:: Document segment ::

The Inspector of the Palace was named Henry Saunders, and he gave in his resignation in March, 1844, because of “extraordinary interference with him in the performance of his duties by members of the Household unconnected with the Lord Chamberlain’s department”; but Lord de la Warr persuaded him to remain until the Prince Consort, who was visiting his home, returned from Germany. Saunders was believed by Anson to have given information of Palace doings to the Press, as many things had been made public, particularly about the wholesale discharge of servants in Saunders’s department, as well as other matters which had formed subjects of private inquiry. He was pensioned at the end of 1845 on £500 a year. After that different Inspectors were appointed for each Palace, to superintend the care of the furniture and to make arrangements for the reception of the Court and of Her Majesty’s visitors.
There was naturally a tremendous jealousy of the many German servants introduced by the Prince, and in 1848 it was pointed out by a newspaper that Richard the Second’s Chamberlain was impeached for introducing aliens into the King’s Household; the writer advocated a similar proceeding, though he added a belief that the Lord Chamberlain was not really responsible for the numerous appointments of foreigners.
Among these foreigners was a man named Heller, who came to England with the Prince as courier, and who was appointed by the Prince in 1842 to be Page of the Chambers, the impression being that among his other duties he was to be the “overlooker” of the other pages. These others, being English, bitterly resented this, and there were frequent rows between Heller and the other men. Once a page named Kinnaird was so enraged that, in spite of Albert’s presence, he threatened to throw Heller over the banisters, telling the Prince that he “would not be insulted by a foreigner.”
Another change made, and a very sensible one, was the abolition of fees for seeing the interior of Windsor Castle. Lady Mary Fox, a daughter of William IV. and wife of Major-General Fox, Surveyor-General of the Ordnance, was the State Housekeeper, receiving a residence in the Norman Tower, a salary of £320 a year, and all the fees from the visitors, amounting from £1,200 to £1,500 a year. This post she held until the end of 1845, when she was duly compensated for relinquishing it.

:::

* _Given instruction 1_:
Summarize the passage on changes in the royal household in three sentences.
* _Given instruction 2_:
List each distinct year mentioned in the passage on changes in the royal household.

:: Raw records ::

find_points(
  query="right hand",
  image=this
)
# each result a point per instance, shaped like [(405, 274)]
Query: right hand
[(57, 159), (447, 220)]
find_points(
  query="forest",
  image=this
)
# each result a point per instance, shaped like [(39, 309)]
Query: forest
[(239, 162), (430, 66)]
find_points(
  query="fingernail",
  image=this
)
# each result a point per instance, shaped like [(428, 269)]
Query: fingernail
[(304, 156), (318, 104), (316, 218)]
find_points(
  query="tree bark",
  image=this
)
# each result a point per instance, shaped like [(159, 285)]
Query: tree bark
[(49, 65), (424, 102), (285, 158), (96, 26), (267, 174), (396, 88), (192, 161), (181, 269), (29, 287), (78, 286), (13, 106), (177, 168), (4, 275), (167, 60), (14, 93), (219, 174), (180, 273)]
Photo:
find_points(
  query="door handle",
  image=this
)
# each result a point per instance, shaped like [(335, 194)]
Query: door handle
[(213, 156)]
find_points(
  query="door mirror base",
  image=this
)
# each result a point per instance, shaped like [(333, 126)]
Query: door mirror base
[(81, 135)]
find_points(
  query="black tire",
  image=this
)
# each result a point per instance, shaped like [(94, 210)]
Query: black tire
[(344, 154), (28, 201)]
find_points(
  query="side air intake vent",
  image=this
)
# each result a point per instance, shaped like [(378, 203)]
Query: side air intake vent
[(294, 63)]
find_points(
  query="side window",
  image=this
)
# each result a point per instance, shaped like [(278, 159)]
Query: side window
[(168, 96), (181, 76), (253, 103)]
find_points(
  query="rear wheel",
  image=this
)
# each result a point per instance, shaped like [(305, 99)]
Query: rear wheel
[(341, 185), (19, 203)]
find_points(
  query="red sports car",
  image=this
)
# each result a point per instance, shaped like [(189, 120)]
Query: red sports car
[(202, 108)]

:::

* _Exercise output 1_:
Henry Saunders, the Inspector of the Palace, offered his resignation in March 1844 over interference from other members of the Household. He was suspected of leaking Palace matters to the Press and was pensioned at the end of 1845, after which each Palace received its own Inspector. The many German servants brought in by the Prince caused jealousy, especially Heller, whose appointment as Page of the Chambers led to frequent rows with the English pages, and the fees for seeing the interior of Windsor Castle, once paid to State Housekeeper Lady Mary Fox, were abolished.

* _Exercise output 2_:
1844, 1845, 1848, 1842